>> begin PROVIDED MATERIAL

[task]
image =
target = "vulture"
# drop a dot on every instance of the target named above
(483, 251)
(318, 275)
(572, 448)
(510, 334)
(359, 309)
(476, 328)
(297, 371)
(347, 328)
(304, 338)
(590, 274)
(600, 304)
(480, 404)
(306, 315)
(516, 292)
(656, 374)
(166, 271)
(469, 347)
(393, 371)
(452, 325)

>> end PROVIDED MATERIAL

_GIVEN INSTRUCTION_
Render every line of the material above as a numbered list, omitting blank lines.

_CORRECT RESULT_
1. [task]
2. image =
3. target = "vulture"
4. # drop a dot on every instance of the target named above
5. (483, 251)
6. (318, 275)
7. (572, 448)
8. (510, 334)
9. (359, 309)
10. (476, 328)
11. (297, 371)
12. (347, 328)
13. (304, 338)
14. (590, 274)
15. (600, 304)
16. (480, 404)
17. (306, 315)
18. (516, 292)
19. (656, 374)
20. (166, 271)
21. (469, 347)
22. (393, 371)
23. (452, 325)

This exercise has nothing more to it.